#### [Description of the task]
Lines from the one containing "Find and box clear sky in this screenshot." through the last line of the material below: print these exactly, and only these.

Data START

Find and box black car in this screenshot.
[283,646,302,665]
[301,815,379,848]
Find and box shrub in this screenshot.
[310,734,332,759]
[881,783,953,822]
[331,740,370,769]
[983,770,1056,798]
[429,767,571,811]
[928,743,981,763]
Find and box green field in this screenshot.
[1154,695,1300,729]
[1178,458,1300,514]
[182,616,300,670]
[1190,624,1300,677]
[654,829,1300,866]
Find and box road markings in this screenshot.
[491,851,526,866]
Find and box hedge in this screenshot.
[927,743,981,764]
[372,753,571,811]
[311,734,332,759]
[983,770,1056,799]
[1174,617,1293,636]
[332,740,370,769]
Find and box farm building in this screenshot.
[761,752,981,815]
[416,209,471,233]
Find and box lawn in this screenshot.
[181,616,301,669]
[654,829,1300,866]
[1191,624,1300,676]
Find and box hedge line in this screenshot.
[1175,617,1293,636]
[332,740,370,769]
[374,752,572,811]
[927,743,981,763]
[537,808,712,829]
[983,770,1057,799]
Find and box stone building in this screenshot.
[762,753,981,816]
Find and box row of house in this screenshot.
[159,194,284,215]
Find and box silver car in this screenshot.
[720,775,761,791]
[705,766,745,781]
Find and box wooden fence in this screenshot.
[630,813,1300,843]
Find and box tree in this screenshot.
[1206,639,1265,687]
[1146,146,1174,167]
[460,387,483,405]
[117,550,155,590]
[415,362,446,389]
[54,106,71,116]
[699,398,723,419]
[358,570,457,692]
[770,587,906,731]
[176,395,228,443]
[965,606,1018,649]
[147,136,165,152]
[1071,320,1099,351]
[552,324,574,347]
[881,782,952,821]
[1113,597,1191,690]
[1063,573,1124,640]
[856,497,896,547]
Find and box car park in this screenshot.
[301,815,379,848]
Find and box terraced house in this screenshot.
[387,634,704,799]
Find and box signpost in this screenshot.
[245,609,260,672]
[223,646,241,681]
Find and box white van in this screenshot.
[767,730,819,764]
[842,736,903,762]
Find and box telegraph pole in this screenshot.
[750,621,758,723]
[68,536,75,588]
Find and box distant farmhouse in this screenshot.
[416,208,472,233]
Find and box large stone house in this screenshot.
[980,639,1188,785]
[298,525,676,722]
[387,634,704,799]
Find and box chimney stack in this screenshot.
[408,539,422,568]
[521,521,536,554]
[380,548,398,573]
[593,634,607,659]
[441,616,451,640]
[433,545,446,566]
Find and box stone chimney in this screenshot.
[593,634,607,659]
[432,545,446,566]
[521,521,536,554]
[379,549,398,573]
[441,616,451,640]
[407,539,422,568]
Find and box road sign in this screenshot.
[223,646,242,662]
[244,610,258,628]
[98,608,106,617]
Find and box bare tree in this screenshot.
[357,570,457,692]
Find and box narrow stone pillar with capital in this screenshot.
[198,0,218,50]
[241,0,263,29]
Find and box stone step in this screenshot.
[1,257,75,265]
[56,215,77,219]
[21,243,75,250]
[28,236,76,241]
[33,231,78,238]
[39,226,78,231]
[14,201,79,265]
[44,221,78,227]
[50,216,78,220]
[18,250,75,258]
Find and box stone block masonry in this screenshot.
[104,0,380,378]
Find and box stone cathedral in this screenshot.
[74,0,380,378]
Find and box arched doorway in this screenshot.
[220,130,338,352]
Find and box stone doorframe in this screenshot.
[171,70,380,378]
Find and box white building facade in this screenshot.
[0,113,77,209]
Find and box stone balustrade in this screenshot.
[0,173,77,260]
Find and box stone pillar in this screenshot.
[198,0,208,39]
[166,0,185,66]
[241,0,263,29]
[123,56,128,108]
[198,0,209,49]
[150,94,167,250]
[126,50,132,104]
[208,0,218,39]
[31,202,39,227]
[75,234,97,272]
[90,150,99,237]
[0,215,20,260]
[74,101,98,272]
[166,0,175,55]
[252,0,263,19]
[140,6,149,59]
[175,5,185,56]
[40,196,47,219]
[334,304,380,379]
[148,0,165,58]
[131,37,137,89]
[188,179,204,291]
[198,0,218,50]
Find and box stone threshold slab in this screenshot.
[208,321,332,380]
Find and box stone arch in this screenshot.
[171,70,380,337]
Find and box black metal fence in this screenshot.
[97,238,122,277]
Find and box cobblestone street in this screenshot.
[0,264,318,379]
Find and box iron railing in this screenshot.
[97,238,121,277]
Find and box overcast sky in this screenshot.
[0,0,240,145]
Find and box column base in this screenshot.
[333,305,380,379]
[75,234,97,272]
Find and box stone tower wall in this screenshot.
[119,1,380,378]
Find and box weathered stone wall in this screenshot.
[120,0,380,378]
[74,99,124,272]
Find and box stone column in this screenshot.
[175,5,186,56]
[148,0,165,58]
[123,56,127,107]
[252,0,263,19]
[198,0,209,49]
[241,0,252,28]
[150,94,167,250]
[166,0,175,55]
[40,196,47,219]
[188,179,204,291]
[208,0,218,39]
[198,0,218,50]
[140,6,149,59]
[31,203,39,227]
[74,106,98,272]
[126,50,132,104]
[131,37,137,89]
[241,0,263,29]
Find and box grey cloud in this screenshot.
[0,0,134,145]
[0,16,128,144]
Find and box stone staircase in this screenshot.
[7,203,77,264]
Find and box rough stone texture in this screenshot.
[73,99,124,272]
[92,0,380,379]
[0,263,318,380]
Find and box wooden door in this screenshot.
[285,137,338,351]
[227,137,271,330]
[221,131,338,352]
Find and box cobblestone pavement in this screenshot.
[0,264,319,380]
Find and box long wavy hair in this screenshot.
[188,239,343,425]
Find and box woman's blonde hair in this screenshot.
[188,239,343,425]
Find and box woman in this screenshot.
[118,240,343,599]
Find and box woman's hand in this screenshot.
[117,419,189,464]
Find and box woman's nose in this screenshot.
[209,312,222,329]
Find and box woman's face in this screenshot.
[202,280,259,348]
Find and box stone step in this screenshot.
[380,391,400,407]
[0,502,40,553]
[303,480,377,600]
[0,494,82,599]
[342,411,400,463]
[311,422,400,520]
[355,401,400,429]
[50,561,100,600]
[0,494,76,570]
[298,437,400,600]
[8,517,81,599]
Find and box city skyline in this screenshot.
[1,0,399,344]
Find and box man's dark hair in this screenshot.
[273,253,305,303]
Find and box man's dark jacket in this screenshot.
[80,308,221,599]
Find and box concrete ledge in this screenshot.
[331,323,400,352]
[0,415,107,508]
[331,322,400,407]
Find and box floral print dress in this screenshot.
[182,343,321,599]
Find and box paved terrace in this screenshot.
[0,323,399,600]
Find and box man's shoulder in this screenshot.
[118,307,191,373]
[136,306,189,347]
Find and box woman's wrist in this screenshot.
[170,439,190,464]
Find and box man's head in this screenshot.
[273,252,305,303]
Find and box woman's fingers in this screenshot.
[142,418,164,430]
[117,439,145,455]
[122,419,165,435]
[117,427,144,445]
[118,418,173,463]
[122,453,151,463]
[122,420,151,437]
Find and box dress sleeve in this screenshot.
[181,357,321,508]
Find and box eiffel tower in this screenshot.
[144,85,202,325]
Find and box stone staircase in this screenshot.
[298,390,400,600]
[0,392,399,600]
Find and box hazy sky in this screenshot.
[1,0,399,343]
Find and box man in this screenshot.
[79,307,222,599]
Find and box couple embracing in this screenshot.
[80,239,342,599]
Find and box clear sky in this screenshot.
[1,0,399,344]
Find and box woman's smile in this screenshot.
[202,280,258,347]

Data END

#### [Answer]
Find and box clear sky in this screenshot.
[1,0,399,344]
Find and box woman's smile in this screenshot.
[202,280,258,347]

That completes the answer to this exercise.